Stored items from a collection
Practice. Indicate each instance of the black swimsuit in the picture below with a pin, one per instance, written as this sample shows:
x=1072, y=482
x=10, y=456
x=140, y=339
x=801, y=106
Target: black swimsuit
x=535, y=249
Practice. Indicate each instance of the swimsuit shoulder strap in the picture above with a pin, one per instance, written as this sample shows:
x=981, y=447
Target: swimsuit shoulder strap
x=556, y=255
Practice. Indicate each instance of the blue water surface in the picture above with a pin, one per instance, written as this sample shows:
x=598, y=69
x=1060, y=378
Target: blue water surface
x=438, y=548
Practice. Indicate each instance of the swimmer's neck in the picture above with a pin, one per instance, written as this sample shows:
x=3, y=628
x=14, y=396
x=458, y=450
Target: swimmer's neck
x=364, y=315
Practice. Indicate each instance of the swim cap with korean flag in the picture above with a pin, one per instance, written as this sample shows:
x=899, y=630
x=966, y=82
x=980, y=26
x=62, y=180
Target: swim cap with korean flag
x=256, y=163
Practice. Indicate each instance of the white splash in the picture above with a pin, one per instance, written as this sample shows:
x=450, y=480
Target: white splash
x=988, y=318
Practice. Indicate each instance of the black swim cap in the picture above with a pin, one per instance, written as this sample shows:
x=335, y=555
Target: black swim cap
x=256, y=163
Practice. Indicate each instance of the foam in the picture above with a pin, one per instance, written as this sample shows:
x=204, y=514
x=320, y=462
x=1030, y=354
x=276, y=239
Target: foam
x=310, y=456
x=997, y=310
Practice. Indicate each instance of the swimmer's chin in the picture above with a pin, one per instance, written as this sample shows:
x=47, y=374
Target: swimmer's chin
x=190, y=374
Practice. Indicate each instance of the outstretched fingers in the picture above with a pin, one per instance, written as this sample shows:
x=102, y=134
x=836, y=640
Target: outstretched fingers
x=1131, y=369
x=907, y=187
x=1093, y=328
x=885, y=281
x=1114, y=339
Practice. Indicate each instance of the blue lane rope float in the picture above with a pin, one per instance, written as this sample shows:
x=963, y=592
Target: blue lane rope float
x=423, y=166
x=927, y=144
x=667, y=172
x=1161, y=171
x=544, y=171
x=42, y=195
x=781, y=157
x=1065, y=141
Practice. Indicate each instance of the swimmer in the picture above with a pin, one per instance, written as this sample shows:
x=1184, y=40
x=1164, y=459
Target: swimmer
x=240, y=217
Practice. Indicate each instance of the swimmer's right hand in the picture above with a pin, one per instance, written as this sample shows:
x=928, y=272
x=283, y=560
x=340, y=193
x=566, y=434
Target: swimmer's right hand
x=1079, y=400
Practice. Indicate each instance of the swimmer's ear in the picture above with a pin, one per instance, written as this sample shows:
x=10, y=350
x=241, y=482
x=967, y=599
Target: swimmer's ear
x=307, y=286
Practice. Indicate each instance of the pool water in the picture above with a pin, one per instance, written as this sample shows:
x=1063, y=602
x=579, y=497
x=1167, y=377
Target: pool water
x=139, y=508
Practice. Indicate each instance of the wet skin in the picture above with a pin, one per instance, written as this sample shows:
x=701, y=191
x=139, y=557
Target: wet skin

Exercise: Reproduce the listing from its first line through the line containing "x=438, y=548", changing every "swimsuit" to "bathing suit" and leaving all other text as it stands.

Answer to the problem:
Practice. Indicate each instance of the black bathing suit in the picture below with a pin, one per instance, written as this sample shows:
x=1072, y=482
x=10, y=456
x=140, y=339
x=801, y=106
Target: black bathing suit
x=535, y=249
Practice. Indicate each instance of the bathing suit shoulder strap in the picture above with a pin, one per instance, written as this sample shows:
x=981, y=447
Target: bathing suit shoulder strap
x=556, y=255
Practice. Indicate each instance of the blue water surface in the picture above with a pin, one per instance, written as this sample shows:
x=598, y=69
x=1060, y=378
Target: blue water surface
x=438, y=548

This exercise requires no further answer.